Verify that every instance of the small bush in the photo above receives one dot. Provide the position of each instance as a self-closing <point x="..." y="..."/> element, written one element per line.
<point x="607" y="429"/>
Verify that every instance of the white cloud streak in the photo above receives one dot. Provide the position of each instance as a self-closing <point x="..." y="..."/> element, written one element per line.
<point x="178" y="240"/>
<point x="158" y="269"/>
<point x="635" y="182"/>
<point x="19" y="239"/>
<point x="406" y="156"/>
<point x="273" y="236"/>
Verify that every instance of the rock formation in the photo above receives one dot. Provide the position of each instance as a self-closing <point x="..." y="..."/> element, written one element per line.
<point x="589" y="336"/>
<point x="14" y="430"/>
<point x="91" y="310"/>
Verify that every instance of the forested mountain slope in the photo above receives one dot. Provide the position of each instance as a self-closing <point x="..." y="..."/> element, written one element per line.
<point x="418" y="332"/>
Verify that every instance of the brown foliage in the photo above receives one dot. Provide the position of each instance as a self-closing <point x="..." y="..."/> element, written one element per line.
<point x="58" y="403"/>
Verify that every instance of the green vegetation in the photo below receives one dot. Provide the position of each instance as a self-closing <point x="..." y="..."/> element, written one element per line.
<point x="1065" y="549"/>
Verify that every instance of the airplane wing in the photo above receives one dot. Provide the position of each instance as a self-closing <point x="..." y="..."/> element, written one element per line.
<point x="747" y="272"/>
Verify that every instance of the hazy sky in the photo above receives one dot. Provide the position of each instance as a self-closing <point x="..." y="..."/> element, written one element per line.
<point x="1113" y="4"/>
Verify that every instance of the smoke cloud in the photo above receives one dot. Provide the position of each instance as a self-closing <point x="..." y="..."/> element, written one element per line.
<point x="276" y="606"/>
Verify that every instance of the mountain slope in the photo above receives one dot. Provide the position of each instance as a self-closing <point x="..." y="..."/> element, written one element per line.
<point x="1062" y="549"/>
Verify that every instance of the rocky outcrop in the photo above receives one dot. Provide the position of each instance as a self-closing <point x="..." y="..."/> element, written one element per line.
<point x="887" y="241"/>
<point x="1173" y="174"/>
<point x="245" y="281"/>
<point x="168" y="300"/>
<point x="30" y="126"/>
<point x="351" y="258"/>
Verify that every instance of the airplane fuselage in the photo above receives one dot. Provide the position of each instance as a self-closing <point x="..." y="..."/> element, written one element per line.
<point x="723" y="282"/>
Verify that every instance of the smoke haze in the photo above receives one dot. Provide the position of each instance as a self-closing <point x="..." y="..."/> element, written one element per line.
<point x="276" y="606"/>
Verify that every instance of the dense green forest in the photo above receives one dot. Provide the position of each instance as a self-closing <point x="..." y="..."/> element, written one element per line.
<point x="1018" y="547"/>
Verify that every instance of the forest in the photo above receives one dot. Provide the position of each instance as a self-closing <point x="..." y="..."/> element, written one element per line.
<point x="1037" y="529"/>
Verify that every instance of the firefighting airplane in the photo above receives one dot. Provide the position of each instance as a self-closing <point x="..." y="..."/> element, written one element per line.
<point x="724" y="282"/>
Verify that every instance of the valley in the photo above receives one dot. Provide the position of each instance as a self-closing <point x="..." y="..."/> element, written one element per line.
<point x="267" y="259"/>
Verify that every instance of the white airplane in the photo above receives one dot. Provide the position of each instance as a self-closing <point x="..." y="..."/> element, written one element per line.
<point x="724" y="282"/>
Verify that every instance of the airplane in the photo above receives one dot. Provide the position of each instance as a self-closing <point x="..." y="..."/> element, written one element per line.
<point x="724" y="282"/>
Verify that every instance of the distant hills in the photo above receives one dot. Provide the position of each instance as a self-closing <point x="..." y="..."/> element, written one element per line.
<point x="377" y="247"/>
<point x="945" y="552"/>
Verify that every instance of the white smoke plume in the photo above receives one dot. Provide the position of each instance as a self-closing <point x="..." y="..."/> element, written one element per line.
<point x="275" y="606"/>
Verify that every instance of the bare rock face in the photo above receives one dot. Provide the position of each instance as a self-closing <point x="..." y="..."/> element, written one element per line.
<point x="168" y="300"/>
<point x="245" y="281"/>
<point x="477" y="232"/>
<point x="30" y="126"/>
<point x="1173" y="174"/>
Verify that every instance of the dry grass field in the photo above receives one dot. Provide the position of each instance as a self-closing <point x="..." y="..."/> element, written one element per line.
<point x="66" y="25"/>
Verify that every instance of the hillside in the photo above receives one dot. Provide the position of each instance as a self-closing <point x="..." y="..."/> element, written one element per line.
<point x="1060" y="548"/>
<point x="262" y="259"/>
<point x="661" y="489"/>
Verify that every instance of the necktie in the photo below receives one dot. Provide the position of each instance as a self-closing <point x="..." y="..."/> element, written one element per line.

:: Problem description ::
Each entry above has to be transcribed exactly as it appears.

:: Completed exercise ::
Verify that every instance of the small bush in the photo above receives one dot. Provide the position of each instance as a self-closing <point x="..." y="..."/> element, written one element per line.
<point x="607" y="429"/>
Verify that every instance of the white cloud streak in the photo above receives one dot. Provide the position of each instance as a self-closing <point x="..." y="..."/> element, written one element per line.
<point x="178" y="240"/>
<point x="158" y="269"/>
<point x="635" y="182"/>
<point x="19" y="239"/>
<point x="406" y="156"/>
<point x="273" y="236"/>
Verify that every instance of the rock formation in the photo above receives one dot. Provide the position of each instance as a self-closing <point x="..." y="..."/> element, written one element per line.
<point x="589" y="336"/>
<point x="14" y="430"/>
<point x="91" y="310"/>
Verify that every instance of the forested mountain slope in the photo above receives one dot. Provide the position of each instance as a self-closing <point x="..." y="..."/> element, written one element per line.
<point x="418" y="332"/>
Verify that every instance of the brown foliage in the photo above receives one dot. Provide the position of each instance as a self-closing <point x="..." y="..."/> element, written one element per line.
<point x="58" y="403"/>
Verify that every instance of the green vegetation in the photo below receives one dot. Provide the position of each instance as a self-closing <point x="..." y="..."/> element, written one element per line.
<point x="1065" y="549"/>
Verify that every instance of the airplane wing in the photo above receives one dot. Provide the position of each instance as a self-closing <point x="..." y="..."/> element, written one element per line.
<point x="747" y="272"/>
Verify that every instance of the hazy sky in the photo above receives one dot. Provide the position of each instance as a self-closing <point x="..." y="..."/> element, written one element per line.
<point x="1113" y="4"/>
Verify that every instance of the smoke cloud in the photo above receives one dot. Provide the position of each instance as a self-closing <point x="..." y="..."/> element, written one element per line.
<point x="276" y="606"/>
Verify that every instance of the mountain slope in the photo above receives one dot. Provide the position of each instance as a self-closing <point x="..." y="..."/> element, written one element per line.
<point x="1062" y="549"/>
Verify that every instance of the rocky outcrop in the photo above receives one dot. Provide the position of each instance as a self-closing <point x="..." y="..."/> element, written one element per line.
<point x="887" y="241"/>
<point x="1173" y="174"/>
<point x="245" y="281"/>
<point x="168" y="300"/>
<point x="30" y="126"/>
<point x="351" y="258"/>
Verify that every instance of the airplane fuselage in the photo above receives one dot. Provide the position of each instance as a self-closing <point x="..." y="..."/> element, written one element per line.
<point x="723" y="282"/>
Verify that every instance of the smoke haze in the photo above receives one dot. Provide the position of each instance as a self-closing <point x="..." y="..."/> element, written one element per line.
<point x="276" y="606"/>
Verify that every instance of the dense green forest in the photo above receives one dot. Provide the position of each instance as a self-closing <point x="..." y="..."/> element, written one element per line.
<point x="1018" y="547"/>
Verify that every instance of the forest in the photo above receives one dot. Provide the position of each instance as a self-closing <point x="..." y="..."/> element, written one element per line.
<point x="1037" y="529"/>
Verify that every instance of the firefighting airplane in the photo above receives one dot. Provide the position of each instance as a self-closing <point x="..." y="..."/> element, written one element per line.
<point x="724" y="282"/>
Verify that every instance of the valley in the photo above receives one dot. Provide the position of each instance as a self-closing <point x="..." y="..."/> element, written one element per line.
<point x="267" y="259"/>
Verify that every instance of the white airplane in the photo above receives one dot. Provide the position of each instance as a self-closing <point x="..." y="..."/> element, written one element per line.
<point x="724" y="282"/>
Verify that every instance of the airplane in the photo above receives one dot. Provide the position of each instance as a self-closing <point x="..." y="..."/> element, written one element per line.
<point x="724" y="282"/>
Verify that every instance of the distant hills in the photo above receives one dot. Provide the position of each instance as a self-closing <point x="..." y="..."/> element, written one element per line.
<point x="377" y="247"/>
<point x="945" y="552"/>
Verify that every instance of the white smoke plume in the photo above receives one dot. Provide the position of each instance as a self-closing <point x="..." y="..."/> element, written one element per line.
<point x="275" y="606"/>
Verify that every instance of the bare rock face in the photo above receives one dot. Provide the position of each instance as a self-closing <point x="..." y="..."/> element, written one element per line.
<point x="168" y="300"/>
<point x="245" y="281"/>
<point x="477" y="232"/>
<point x="30" y="126"/>
<point x="1173" y="174"/>
Verify that every instance of the dry grass field in the photo above receives one dot. Provide the position of each instance as a self-closing <point x="..." y="..."/> element, written one element per line.
<point x="66" y="25"/>
Verify that every instance of the hillside in the photo above receives one dot. Provide the position of each instance as a self-closing <point x="..." y="..."/> element, written one element per line.
<point x="1060" y="548"/>
<point x="262" y="259"/>
<point x="661" y="489"/>
Verify that every instance of the necktie in the photo below receives one dot. Provide the position of each instance as a self-closing <point x="..." y="..."/> element, written one element per line.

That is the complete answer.